**TEXT EXCERPT**:
================

From March 26 to August 15, New Yorkers will be encountering this form -made from body casts of the artist- amid their daily meanderings. As morning fog lifts, his eerie-but-beautiful silhouette will be visible. Those texting as they walk may bang into him. Visually tracking a pigeon in flight, he’ll be encountered on a rooftop.

Gormley’s remarks on his work are interesting:

“For me this installation is to try to make the real world a place of reverie . . .Just being able to stop for a moment and see how extraordinary and magnificent and diverse is this world that we’ve built out of inherited earth,” he said. “And I hope they are tiny catalysts for people to look again.”

I think it will certainly have people looking, and thinking about the sort of industry, energy and imagination it took from previous generations, to bring us to this “inherited” point. Especially now, as we are living through truly transformative days, when the notions of “greatness” and “exceptional nations” are being deconstructed, and some are experience a sense of expectations being pared down; of dreams being put away, by executive will.

================

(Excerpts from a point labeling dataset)
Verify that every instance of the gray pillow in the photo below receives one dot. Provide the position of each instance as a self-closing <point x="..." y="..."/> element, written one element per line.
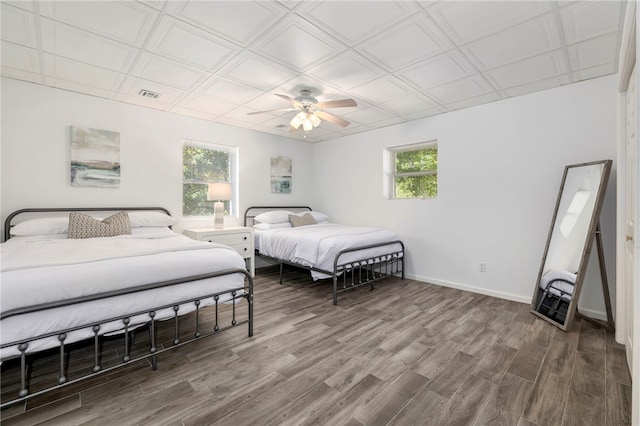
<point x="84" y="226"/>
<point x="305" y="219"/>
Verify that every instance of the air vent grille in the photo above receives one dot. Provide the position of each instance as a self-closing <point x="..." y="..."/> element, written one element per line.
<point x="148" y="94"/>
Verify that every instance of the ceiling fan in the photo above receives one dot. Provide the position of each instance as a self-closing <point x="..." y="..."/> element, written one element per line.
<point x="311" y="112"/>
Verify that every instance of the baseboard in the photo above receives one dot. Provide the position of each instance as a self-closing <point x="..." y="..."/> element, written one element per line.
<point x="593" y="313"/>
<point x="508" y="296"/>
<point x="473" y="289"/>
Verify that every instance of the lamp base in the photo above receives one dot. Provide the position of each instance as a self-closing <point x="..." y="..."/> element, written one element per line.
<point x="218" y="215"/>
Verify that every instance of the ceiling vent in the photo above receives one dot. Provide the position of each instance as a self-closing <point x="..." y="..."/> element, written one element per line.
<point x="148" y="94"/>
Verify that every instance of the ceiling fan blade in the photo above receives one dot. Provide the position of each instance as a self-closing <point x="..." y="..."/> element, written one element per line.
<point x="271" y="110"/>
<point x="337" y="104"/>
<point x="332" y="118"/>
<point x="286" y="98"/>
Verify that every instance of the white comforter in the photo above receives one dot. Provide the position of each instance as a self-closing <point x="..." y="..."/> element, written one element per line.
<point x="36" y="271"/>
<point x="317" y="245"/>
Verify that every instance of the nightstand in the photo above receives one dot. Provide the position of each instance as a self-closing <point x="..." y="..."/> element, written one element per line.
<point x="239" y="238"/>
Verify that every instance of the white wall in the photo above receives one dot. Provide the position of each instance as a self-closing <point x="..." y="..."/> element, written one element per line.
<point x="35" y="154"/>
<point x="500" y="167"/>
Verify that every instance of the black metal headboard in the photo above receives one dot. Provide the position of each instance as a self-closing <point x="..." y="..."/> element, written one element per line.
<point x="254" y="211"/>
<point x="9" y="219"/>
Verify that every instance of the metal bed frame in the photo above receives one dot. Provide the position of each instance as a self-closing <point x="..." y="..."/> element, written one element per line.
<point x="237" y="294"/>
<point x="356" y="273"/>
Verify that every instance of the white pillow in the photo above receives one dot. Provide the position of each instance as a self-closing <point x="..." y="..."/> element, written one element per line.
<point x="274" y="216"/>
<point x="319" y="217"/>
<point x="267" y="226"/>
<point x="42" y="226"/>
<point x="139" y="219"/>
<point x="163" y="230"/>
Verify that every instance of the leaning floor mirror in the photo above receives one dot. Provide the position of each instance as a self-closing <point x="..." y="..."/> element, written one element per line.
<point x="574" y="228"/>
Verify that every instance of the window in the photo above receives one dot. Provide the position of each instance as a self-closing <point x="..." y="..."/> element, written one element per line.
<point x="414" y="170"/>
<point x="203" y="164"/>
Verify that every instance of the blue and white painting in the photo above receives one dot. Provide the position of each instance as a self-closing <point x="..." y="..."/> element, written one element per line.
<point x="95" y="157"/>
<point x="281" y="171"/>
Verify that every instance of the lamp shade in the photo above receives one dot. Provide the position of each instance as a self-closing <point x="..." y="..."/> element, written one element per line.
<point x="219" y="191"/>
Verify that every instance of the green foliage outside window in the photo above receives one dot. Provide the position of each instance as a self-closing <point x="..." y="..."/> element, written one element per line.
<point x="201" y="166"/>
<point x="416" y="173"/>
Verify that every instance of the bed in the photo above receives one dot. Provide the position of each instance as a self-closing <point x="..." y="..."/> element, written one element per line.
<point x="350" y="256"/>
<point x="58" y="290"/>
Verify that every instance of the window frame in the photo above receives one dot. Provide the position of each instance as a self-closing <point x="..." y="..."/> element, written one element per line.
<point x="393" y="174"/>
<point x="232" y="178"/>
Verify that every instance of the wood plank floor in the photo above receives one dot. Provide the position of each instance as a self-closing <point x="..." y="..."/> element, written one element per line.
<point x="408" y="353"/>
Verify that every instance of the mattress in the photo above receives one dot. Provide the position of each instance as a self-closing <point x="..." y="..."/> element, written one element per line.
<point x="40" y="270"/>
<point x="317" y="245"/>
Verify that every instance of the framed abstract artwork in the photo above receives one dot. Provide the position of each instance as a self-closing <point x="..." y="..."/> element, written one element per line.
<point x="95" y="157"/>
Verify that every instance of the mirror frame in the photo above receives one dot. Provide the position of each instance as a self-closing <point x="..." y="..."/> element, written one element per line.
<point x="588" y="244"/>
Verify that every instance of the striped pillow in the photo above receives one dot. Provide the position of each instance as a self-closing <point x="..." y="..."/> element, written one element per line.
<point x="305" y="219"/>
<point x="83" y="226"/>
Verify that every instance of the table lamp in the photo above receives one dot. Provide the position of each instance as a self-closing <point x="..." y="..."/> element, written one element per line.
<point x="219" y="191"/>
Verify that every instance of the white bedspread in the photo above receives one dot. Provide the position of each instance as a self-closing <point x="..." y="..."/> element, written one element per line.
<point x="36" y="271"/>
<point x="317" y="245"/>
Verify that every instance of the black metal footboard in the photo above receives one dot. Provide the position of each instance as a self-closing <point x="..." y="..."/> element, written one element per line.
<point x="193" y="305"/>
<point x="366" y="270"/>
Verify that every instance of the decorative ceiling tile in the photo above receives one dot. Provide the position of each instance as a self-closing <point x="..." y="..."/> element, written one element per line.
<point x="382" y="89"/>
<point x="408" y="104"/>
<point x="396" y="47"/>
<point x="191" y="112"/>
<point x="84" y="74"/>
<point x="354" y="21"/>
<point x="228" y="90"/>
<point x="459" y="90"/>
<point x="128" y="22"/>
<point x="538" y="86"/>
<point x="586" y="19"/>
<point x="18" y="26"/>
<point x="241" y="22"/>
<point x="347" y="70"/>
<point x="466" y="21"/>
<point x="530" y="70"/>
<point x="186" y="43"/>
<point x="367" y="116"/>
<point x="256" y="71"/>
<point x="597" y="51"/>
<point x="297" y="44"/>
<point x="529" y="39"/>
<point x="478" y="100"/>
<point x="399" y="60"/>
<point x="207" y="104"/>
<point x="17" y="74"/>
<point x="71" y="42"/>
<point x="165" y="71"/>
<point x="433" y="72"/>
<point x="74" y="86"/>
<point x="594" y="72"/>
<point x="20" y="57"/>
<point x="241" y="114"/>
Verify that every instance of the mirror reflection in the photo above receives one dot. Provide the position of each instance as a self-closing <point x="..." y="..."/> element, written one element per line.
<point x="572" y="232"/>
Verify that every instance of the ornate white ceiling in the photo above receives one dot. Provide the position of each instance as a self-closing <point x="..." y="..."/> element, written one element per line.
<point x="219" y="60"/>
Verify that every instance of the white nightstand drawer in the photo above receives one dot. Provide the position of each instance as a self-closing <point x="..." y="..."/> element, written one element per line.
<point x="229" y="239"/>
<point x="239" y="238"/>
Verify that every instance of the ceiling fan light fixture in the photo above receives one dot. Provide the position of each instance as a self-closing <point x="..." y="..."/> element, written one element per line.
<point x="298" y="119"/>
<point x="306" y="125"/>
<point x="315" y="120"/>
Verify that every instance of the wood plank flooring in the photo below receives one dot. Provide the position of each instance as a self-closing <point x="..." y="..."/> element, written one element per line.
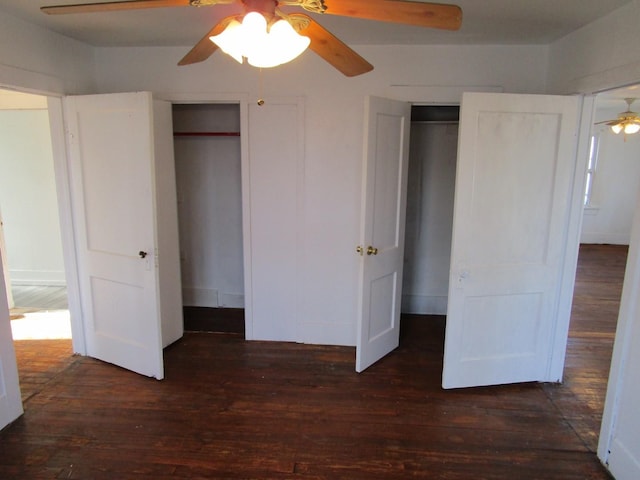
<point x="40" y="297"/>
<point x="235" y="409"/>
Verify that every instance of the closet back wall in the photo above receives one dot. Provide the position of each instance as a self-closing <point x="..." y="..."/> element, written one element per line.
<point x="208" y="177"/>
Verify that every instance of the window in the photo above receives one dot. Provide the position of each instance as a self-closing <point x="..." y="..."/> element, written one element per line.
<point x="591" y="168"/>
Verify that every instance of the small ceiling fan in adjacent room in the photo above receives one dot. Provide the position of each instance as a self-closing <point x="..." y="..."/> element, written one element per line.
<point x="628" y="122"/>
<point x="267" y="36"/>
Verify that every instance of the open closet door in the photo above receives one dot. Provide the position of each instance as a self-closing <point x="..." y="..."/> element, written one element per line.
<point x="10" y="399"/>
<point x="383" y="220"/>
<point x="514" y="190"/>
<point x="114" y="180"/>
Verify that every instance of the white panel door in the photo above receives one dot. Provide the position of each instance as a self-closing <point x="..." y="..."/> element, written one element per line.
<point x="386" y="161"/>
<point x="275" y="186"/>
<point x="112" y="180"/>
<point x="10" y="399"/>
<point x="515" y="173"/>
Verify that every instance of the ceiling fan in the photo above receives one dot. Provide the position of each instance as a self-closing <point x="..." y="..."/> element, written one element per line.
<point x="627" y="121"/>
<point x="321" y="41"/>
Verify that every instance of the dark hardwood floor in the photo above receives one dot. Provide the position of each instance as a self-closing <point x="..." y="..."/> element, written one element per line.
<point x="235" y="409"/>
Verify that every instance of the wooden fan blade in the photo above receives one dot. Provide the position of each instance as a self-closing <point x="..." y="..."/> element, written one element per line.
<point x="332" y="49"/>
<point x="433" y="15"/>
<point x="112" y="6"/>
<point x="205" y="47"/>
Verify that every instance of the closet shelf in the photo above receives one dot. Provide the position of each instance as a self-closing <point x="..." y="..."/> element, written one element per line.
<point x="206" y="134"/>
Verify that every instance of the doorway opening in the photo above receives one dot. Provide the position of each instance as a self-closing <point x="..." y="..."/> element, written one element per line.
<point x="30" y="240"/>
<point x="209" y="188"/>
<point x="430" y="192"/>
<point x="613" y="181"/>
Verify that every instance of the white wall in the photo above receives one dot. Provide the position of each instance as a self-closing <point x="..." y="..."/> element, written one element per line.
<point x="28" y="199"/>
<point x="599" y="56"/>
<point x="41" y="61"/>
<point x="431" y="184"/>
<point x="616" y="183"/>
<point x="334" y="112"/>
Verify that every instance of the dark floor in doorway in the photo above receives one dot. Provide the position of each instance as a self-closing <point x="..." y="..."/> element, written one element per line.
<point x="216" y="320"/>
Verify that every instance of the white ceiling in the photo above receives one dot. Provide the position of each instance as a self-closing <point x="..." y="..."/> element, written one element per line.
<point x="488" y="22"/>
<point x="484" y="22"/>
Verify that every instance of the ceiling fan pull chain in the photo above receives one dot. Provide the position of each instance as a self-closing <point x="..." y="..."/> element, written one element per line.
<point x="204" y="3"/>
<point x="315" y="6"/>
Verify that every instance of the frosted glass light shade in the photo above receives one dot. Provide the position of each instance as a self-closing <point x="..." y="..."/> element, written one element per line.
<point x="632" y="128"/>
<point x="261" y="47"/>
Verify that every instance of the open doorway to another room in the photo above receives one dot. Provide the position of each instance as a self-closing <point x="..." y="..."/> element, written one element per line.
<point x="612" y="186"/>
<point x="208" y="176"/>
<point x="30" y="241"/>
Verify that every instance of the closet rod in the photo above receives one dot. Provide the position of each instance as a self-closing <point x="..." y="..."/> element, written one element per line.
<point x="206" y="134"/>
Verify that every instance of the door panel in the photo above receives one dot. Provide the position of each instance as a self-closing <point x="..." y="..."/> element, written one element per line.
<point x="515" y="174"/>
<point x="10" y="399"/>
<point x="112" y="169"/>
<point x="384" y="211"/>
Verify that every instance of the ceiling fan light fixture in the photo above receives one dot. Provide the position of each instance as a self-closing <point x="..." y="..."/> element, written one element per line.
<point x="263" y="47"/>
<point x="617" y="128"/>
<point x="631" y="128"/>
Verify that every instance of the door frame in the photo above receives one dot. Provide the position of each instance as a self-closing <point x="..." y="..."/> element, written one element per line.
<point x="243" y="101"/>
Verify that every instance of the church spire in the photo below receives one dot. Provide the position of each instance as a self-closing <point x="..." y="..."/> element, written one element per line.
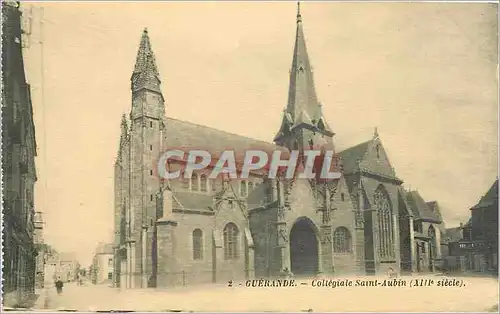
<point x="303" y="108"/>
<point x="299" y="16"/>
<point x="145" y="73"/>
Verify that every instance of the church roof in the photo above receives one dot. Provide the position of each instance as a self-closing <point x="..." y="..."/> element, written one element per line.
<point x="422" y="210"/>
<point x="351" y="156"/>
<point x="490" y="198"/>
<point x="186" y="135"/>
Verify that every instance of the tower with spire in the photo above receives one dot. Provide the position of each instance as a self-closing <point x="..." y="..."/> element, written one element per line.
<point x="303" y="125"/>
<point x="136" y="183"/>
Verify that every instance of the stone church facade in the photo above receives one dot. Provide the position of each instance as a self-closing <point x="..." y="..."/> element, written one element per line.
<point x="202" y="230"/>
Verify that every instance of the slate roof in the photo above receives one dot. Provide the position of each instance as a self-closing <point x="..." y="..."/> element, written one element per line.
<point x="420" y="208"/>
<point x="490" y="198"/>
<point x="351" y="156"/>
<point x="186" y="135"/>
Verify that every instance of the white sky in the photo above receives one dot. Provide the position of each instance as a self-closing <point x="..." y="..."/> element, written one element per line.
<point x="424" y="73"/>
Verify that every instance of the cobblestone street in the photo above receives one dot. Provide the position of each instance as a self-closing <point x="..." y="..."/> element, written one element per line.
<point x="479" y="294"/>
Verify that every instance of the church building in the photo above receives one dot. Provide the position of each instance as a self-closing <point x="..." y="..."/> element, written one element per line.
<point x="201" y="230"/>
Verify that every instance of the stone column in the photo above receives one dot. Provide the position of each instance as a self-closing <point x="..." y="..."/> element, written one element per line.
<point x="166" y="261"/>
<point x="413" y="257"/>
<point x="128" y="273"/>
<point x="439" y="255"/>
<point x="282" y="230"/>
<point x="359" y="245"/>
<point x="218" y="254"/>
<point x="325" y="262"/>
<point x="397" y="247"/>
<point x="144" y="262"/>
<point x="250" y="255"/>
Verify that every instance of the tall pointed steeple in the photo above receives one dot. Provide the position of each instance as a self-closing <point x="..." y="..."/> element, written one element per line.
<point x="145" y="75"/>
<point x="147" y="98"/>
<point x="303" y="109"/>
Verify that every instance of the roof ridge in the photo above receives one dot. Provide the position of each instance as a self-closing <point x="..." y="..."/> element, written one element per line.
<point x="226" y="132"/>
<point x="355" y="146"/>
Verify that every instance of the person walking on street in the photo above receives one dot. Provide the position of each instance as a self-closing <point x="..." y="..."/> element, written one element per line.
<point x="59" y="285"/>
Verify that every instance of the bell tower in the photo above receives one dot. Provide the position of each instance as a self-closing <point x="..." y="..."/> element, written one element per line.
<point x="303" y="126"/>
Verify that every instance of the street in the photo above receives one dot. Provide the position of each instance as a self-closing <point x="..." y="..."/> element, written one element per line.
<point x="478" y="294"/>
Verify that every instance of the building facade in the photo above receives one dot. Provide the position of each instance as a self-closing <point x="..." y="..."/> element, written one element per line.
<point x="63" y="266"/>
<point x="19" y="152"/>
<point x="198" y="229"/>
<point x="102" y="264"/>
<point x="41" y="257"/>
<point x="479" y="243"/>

================

**WHAT TO DO**:
1. Arrange the rows as a JSON list of strings with one string per line and no blank lines. Begin at the line that has "Verify that every instance of the street" and stop after the last of the rows.
2. Pick up the piece on Gormley's figures in New York and carry it on from its final sentence.
The text and the rows have no connection to each other.

**ANSWERS BELOW**:
1.
[
  "Verify that every instance of the street in the photo above receives one dot. Provide the position of each instance as a self-closing <point x=\"...\" y=\"...\"/> element, written one element per line.",
  "<point x=\"478\" y=\"294\"/>",
  "Verify that every instance of the building facade in the photo above receives one dot. Provide the position of each instance as a self-closing <point x=\"...\" y=\"...\"/> element, written one element per line.",
  "<point x=\"63\" y=\"266\"/>",
  "<point x=\"19\" y=\"152\"/>",
  "<point x=\"198\" y=\"229\"/>",
  "<point x=\"102\" y=\"264\"/>",
  "<point x=\"41\" y=\"257\"/>",
  "<point x=\"479\" y=\"243\"/>"
]

2.
Erected at a moment in time when many Americans are wandering around in a near-daze at recent events, this exhibit is going to speak to people where they are at.

Some will find reassurance in it: as if appearance of eerie, random naked men are exactly suited to the day, when it seems anything at all can happen.

Some will see these forms and think, “angels watching.” Or even, “herald angels.” And feel reassured.

The paranoid will see them and think: big brother. He’s everywhere and he’s watching.

Some believers will see an advance team: harbingers of the Second Coming.

The race-fixated will see a statement about the melding of melanin in humanity.

The cynics will think: humanity has become form without purpose.

Good art provokes and gets you thinking, and I believe Gormley’s exhibit is going to shake to wakefulness a city that has lately been lulled into a sort of drugged slumber: Here is man, in your midst: what does he mean to you?

And what does that meaning say about you?

I can imagine some not liking this exhibit at all. Event Horizon may skirt a memory too close to those cheap sci-fi films of the cold war, with alien beings silently, efficiently taking over the earth, or suddenly emitting death rays from their eyes. In that case, it may refine those early worries about the future.

And some are going to shiver at the very primal sense the statues evoke, of creatureliness and chaos -of Adam and the Last Man.

A friend of mine registered discomfort, this morning; “I don’t like it,” she said. “It makes me feel like a warning is being sounded, that things are about to get out of control.”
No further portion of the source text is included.